EXERCISES TO COMPLETE:
**A)** Edit the text about the Biggie photo shoot: give back everything from "Barron Clairborne: This" down to "he never complained.", with "throne" replaced by "seat".
**B)** In the text about the Biggie photo shoot, rewrite the paragraph that begins "Every time I thought of Biggie" more briefly while keeping its main facts.

Barron Clairborne: This was really simply about photographing Biggie as The King Of New York on his throne. I was hired by Rap Pages for a cover shoot. This photo is about hip hop, but it’s also beyond that. His eyes alone tell the story. He is like a saint-like figure.

I used to love Richard Avedon and Irving Penn and how disciplined their photos were. I really planned out this photo, and I had a definite vision for what I wanted. I had already photographed Big one time before in a white suit for Rolling Stone Magazine. I generally didn’t shoot a lot of rappers because the aesthetic wasn’t my thing. For this shoot, I told Big’s team that I wasn’t interested in photographing if he was just gonna wear sweatpants. And I liked the symbolism of the crown. So, when I told them the overall idea, Big was up for it. When you asked him to do a picture, he never complained.

The Shot

Every time I thought of Biggie, I always thought of him as a big, fat West African King (laughs). Puffy wasn’t so into it, he kept saying that he worried Big looked like “the Burger King.” So Big was trying to reassure Puffy and it turned out fine. From the contact sheet, I chose the one photo I thought was most poignant. The images are all pretty similar. I usually don’t give photo editors a lot of choices.

At the time, hip hop images were pretty stereotypical for the most part. A lot of it wasn’t beautiful. Boring…people being in jacuzzis. Imagery made for teenage boys. Not this one. The shot is the shot, and it’s iconic.I still have the crown, too.

GIVEN RECORDS:
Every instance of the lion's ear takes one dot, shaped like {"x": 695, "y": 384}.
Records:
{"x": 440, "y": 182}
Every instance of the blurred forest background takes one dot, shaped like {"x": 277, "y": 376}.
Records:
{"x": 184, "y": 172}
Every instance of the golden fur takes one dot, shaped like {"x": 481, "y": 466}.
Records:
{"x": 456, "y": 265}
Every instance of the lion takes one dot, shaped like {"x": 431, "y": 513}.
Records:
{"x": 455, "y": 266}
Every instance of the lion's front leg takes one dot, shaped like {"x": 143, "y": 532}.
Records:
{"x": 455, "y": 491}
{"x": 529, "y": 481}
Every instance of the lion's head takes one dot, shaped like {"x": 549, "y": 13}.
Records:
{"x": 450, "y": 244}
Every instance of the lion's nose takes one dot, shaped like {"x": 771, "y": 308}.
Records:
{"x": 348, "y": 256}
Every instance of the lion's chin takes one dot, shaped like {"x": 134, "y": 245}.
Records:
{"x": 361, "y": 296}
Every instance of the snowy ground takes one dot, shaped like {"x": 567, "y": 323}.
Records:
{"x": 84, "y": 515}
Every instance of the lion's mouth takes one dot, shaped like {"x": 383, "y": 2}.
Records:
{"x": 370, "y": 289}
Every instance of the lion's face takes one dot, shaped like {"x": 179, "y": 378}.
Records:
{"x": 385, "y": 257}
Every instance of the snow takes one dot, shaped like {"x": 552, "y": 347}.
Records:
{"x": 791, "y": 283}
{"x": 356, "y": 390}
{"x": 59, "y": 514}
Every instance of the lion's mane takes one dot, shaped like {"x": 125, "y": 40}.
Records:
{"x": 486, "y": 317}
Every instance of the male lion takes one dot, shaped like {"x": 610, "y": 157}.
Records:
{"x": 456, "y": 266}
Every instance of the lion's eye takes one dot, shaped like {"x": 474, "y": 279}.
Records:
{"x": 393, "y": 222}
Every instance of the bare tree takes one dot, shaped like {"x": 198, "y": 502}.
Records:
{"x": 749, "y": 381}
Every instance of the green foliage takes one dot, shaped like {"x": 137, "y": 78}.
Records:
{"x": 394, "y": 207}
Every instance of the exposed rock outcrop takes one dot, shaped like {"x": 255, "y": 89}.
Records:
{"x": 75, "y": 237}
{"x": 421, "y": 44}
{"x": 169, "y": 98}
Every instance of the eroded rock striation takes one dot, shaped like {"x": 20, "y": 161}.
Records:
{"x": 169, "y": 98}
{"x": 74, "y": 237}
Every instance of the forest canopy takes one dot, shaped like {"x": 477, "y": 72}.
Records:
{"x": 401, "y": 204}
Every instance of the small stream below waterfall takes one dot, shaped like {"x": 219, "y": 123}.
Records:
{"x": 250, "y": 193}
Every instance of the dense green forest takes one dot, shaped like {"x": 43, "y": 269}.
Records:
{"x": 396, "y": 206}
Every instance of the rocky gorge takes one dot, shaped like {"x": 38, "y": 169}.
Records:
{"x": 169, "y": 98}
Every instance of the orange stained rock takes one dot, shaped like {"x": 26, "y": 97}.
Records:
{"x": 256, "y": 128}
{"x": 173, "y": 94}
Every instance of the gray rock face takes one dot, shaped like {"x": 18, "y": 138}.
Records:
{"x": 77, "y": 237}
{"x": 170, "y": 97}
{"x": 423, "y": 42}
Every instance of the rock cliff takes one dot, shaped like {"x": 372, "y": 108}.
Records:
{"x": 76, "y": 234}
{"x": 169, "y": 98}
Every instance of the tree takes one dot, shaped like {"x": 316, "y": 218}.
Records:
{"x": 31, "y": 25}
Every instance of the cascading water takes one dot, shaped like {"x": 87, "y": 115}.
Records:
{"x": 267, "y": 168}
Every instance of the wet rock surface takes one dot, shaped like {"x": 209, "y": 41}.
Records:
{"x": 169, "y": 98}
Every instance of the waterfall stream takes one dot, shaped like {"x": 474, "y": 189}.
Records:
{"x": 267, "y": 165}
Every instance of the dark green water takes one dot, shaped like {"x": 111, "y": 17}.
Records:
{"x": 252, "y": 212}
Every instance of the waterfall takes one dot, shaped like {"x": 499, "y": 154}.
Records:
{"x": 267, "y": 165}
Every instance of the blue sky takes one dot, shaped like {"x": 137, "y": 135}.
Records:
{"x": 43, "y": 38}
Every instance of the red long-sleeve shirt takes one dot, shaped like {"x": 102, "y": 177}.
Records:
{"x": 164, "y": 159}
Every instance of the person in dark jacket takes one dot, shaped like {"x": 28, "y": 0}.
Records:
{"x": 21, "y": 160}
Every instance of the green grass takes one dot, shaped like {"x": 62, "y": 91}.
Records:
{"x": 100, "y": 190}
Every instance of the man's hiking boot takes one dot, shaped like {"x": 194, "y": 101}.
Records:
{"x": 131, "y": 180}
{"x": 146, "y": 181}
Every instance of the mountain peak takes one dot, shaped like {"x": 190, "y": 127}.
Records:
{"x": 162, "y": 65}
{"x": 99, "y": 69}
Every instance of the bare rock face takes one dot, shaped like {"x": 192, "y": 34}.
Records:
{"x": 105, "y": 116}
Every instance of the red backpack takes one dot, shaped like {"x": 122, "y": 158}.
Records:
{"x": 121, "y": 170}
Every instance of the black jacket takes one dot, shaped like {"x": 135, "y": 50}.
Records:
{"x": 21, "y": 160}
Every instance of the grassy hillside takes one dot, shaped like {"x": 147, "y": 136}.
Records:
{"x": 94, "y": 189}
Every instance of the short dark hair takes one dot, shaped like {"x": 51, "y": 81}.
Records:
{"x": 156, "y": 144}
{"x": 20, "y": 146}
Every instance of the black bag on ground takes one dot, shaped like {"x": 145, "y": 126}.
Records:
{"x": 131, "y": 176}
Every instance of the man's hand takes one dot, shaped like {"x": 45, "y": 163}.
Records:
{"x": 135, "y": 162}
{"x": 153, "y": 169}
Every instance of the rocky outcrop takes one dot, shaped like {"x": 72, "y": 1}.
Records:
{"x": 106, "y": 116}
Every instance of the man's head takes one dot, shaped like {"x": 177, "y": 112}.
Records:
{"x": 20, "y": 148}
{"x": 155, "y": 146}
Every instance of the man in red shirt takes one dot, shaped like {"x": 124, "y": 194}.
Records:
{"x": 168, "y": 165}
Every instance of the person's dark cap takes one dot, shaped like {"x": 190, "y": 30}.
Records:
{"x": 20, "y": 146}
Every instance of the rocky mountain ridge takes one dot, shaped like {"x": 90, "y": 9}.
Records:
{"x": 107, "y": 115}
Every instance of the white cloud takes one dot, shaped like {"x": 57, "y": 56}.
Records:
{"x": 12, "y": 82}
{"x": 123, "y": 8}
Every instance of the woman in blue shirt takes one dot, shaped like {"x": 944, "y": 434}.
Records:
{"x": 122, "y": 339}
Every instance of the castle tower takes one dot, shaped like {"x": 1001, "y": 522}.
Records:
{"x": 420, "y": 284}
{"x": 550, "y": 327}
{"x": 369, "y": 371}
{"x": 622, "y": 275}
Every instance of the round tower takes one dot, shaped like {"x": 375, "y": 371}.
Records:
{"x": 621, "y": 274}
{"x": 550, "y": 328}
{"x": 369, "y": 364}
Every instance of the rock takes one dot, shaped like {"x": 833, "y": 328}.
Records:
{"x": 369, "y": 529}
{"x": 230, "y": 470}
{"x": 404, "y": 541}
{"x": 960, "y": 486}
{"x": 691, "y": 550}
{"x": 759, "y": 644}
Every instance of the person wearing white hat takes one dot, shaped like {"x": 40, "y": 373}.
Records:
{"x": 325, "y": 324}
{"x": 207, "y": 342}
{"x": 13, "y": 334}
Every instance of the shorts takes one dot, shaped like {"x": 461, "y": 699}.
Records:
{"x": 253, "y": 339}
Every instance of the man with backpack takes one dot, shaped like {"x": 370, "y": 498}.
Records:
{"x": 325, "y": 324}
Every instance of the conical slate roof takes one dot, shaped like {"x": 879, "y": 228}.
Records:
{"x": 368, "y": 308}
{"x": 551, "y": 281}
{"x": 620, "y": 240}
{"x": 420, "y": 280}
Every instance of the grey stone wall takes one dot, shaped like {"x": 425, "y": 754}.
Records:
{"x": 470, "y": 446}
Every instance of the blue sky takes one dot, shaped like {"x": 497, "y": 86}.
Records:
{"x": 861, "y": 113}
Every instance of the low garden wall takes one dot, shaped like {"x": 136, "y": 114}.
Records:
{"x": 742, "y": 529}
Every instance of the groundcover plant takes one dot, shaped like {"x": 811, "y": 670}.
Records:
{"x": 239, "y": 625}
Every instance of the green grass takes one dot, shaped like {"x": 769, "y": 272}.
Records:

SOLUTIONS FOR EACH TASK:
**A)**
Barron Clairborne: This was really simply about photographing Biggie as The King Of New York on his seat. I was hired by Rap Pages for a cover shoot. This photo is about hip hop, but it’s also beyond that. His eyes alone tell the story. He is like a saint-like figure.

I used to love Richard Avedon and Irving Penn and how disciplined their photos were. I really planned out this photo, and I had a definite vision for what I wanted. I had already photographed Big one time before in a white suit for Rolling Stone Magazine. I generally didn’t shoot a lot of rappers because the aesthetic wasn’t my thing. For this shoot, I told Big’s team that I wasn’t interested in photographing if he was just gonna wear sweatpants. And I liked the symbolism of the crown. So, when I told them the overall idea, Big was up for it. When you asked him to do a picture, he never complained.

**B)** I always pictured Biggie as a big, fat West African King. Puffy worried Big looked like "the Burger King," but Big reassured him and it turned out fine. The contact-sheet images were all similar, so I picked the single most poignant one; I usually don't give photo editors many choices.